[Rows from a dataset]
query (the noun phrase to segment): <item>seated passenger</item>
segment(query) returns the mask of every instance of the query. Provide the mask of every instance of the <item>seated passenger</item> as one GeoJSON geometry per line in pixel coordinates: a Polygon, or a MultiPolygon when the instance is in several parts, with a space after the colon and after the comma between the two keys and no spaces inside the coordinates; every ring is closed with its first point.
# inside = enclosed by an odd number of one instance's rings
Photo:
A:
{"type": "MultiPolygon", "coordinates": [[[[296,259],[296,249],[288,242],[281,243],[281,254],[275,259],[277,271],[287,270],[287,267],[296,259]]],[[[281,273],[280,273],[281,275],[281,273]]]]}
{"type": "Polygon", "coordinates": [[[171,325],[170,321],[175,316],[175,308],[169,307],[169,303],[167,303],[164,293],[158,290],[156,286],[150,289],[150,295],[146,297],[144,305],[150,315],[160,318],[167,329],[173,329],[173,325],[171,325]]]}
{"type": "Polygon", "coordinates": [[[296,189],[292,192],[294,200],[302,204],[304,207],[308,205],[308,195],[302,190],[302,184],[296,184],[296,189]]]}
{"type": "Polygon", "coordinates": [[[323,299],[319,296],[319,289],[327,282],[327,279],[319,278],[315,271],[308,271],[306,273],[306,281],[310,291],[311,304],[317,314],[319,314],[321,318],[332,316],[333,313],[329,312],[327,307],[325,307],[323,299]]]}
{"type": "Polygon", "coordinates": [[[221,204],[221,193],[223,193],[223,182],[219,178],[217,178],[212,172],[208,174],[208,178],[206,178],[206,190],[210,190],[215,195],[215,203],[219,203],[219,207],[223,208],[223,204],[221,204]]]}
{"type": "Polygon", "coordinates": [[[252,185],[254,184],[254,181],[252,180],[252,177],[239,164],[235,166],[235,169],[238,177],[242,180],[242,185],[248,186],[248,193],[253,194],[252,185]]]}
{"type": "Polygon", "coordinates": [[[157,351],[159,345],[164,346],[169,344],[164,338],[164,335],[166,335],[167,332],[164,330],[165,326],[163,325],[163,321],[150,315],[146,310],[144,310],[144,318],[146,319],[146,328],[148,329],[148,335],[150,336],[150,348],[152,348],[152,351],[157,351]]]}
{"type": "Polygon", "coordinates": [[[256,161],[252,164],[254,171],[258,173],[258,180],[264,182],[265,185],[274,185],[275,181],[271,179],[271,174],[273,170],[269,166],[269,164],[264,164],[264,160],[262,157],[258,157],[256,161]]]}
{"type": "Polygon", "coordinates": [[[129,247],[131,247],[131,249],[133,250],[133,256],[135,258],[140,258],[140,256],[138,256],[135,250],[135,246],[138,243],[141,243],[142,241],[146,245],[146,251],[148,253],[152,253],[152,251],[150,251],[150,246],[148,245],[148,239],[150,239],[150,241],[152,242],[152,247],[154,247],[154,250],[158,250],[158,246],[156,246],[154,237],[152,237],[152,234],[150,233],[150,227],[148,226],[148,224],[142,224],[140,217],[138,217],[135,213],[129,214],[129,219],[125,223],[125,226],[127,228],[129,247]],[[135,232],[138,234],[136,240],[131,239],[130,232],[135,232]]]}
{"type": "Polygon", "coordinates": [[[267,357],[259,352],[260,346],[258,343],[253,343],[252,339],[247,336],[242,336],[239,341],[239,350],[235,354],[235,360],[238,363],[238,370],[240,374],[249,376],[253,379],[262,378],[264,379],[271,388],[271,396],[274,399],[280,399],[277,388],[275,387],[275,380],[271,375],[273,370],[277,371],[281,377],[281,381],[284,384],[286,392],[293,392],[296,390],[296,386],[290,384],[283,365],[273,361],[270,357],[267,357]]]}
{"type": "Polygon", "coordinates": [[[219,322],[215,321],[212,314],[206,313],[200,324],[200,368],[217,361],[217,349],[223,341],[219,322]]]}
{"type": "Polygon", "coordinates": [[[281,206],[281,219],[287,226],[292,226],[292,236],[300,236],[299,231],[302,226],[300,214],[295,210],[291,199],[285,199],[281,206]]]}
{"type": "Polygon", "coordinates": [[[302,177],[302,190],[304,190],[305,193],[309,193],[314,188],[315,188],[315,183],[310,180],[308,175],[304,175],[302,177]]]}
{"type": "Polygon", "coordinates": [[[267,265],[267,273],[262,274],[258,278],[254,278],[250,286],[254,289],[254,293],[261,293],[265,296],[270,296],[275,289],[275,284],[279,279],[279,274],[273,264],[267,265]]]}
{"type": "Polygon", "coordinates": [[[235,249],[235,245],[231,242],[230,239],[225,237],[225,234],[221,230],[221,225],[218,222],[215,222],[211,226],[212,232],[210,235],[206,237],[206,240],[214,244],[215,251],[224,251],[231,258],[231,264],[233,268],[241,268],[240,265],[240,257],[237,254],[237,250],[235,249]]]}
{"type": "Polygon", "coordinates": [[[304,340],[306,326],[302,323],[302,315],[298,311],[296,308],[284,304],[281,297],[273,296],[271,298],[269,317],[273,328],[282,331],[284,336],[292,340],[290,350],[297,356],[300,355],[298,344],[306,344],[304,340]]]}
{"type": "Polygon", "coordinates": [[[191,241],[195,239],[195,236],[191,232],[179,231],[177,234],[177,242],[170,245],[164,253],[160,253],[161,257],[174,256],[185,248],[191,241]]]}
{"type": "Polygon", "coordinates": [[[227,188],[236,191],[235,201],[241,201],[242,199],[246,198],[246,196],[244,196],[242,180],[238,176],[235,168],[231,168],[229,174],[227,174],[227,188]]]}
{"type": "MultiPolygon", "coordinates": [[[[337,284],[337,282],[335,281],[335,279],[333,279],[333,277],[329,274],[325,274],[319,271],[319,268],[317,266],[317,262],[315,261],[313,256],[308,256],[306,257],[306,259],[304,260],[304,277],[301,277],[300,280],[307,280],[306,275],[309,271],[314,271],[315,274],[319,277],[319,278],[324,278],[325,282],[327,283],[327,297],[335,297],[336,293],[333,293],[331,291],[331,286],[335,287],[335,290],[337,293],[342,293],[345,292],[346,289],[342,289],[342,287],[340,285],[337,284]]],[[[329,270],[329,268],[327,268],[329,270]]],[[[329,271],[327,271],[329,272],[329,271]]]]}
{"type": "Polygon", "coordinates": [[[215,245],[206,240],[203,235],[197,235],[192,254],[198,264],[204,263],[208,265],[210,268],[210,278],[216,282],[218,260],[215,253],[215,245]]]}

## [Your instructions]
Retype every record above exactly as written.

## [Task output]
query (the noun phrase to segment): <item>seated passenger</item>
segment(query) returns the mask of every instance of the query. Provide the mask of every instance of the <item>seated passenger</item> as one GeoJSON geometry per line in pixel coordinates: a Polygon, or a MultiPolygon when the instance is in several parts, with a space after the colon and after the comma between the two keys and no spaces inside the coordinates; every ring is closed with its first point.
# inside = enclosed by an odd number of one instance's rings
Photo:
A:
{"type": "MultiPolygon", "coordinates": [[[[296,259],[296,249],[288,242],[281,243],[281,254],[275,259],[277,271],[287,270],[287,267],[296,259]]],[[[281,273],[280,273],[281,275],[281,273]]]]}
{"type": "Polygon", "coordinates": [[[171,325],[170,321],[175,316],[175,308],[169,307],[169,303],[167,303],[164,293],[158,290],[156,286],[150,289],[150,295],[146,297],[144,305],[150,315],[160,318],[167,329],[173,329],[173,325],[171,325]]]}
{"type": "Polygon", "coordinates": [[[296,189],[292,192],[294,200],[302,204],[304,207],[308,205],[308,195],[302,190],[302,184],[296,184],[296,189]]]}
{"type": "Polygon", "coordinates": [[[323,299],[319,296],[319,289],[327,282],[327,279],[319,278],[315,271],[308,271],[306,273],[306,281],[310,291],[311,304],[317,314],[319,314],[321,318],[332,316],[333,313],[329,312],[327,307],[325,307],[323,299]]]}
{"type": "Polygon", "coordinates": [[[221,204],[221,193],[223,193],[223,182],[219,178],[217,178],[212,172],[208,174],[208,178],[206,178],[206,190],[210,190],[215,195],[215,203],[219,203],[219,207],[223,208],[223,204],[221,204]]]}
{"type": "Polygon", "coordinates": [[[252,185],[254,184],[254,181],[252,180],[252,177],[239,164],[235,166],[235,169],[238,177],[242,180],[242,185],[248,186],[248,193],[253,194],[252,185]]]}
{"type": "Polygon", "coordinates": [[[157,351],[159,345],[164,346],[169,344],[164,338],[164,335],[166,335],[167,332],[164,330],[165,326],[163,325],[163,321],[150,315],[146,310],[144,310],[144,318],[146,319],[146,328],[148,329],[148,335],[150,336],[150,348],[152,348],[152,351],[157,351]]]}
{"type": "Polygon", "coordinates": [[[256,161],[252,164],[254,171],[258,173],[258,180],[264,182],[265,185],[274,185],[275,181],[271,179],[271,174],[273,170],[269,166],[269,164],[264,164],[264,160],[262,157],[258,157],[256,161]]]}
{"type": "Polygon", "coordinates": [[[129,247],[131,247],[131,249],[133,250],[133,256],[135,258],[140,258],[140,256],[138,256],[135,250],[135,246],[138,243],[141,243],[142,241],[146,245],[146,251],[148,253],[152,253],[152,251],[150,251],[150,246],[148,245],[148,239],[150,239],[150,241],[152,242],[152,247],[154,247],[154,250],[158,250],[158,246],[156,246],[154,237],[152,237],[152,234],[150,233],[150,227],[148,226],[148,224],[142,224],[140,217],[138,217],[135,213],[129,214],[129,219],[125,223],[125,226],[127,228],[129,247]],[[135,232],[138,234],[136,240],[131,239],[130,232],[135,232]]]}
{"type": "Polygon", "coordinates": [[[267,357],[259,352],[260,346],[258,343],[253,343],[252,339],[247,336],[242,336],[239,341],[239,350],[235,354],[235,360],[238,363],[238,370],[240,374],[249,376],[253,379],[262,378],[264,379],[271,388],[271,396],[274,399],[280,399],[277,388],[275,387],[275,380],[271,375],[273,370],[277,371],[281,377],[281,381],[284,384],[286,392],[293,392],[296,390],[296,386],[290,384],[283,365],[273,361],[270,357],[267,357]]]}
{"type": "Polygon", "coordinates": [[[219,322],[215,321],[212,314],[206,313],[200,324],[200,368],[217,361],[217,349],[223,341],[219,322]]]}
{"type": "Polygon", "coordinates": [[[281,206],[281,219],[287,226],[292,226],[292,236],[300,236],[299,231],[302,226],[300,214],[295,210],[291,199],[285,199],[281,206]]]}
{"type": "Polygon", "coordinates": [[[302,177],[302,190],[304,190],[305,193],[309,193],[314,188],[315,188],[315,183],[310,180],[308,175],[304,175],[302,177]]]}
{"type": "Polygon", "coordinates": [[[267,265],[267,273],[262,274],[258,278],[254,278],[250,286],[254,289],[254,293],[261,293],[265,296],[270,296],[275,289],[275,284],[279,279],[279,274],[273,264],[267,265]]]}
{"type": "Polygon", "coordinates": [[[235,249],[235,245],[231,242],[230,239],[225,237],[225,234],[221,230],[221,225],[218,222],[215,222],[211,226],[212,232],[210,235],[206,237],[206,240],[214,244],[215,251],[224,251],[231,258],[231,264],[233,268],[241,268],[240,265],[240,257],[237,254],[237,250],[235,249]]]}
{"type": "Polygon", "coordinates": [[[304,340],[306,326],[302,323],[302,315],[298,311],[296,308],[284,304],[281,297],[273,296],[271,298],[269,317],[273,328],[282,331],[284,336],[292,340],[290,350],[297,356],[300,355],[298,344],[306,344],[304,340]]]}
{"type": "Polygon", "coordinates": [[[191,241],[195,239],[195,236],[191,232],[179,231],[177,234],[177,242],[170,245],[164,253],[160,253],[161,257],[174,256],[185,248],[191,241]]]}
{"type": "Polygon", "coordinates": [[[227,188],[236,191],[235,201],[241,201],[242,199],[246,198],[246,196],[244,196],[242,180],[238,176],[235,168],[231,168],[229,174],[227,174],[227,188]]]}
{"type": "MultiPolygon", "coordinates": [[[[337,284],[337,282],[335,281],[335,279],[333,279],[333,277],[329,274],[325,274],[319,271],[319,268],[317,266],[317,262],[315,261],[313,256],[308,256],[306,257],[306,259],[304,260],[304,277],[301,277],[300,280],[307,280],[306,275],[309,271],[314,271],[315,274],[319,277],[319,278],[324,278],[325,282],[327,283],[327,297],[335,297],[336,293],[333,293],[331,291],[331,286],[335,287],[335,290],[337,293],[342,293],[345,292],[346,289],[342,289],[342,287],[340,285],[337,284]]],[[[329,270],[329,268],[327,268],[329,270]]],[[[329,271],[327,271],[329,272],[329,271]]]]}
{"type": "Polygon", "coordinates": [[[215,245],[206,240],[203,235],[197,235],[192,254],[198,264],[204,263],[208,265],[210,268],[210,278],[216,282],[218,260],[215,253],[215,245]]]}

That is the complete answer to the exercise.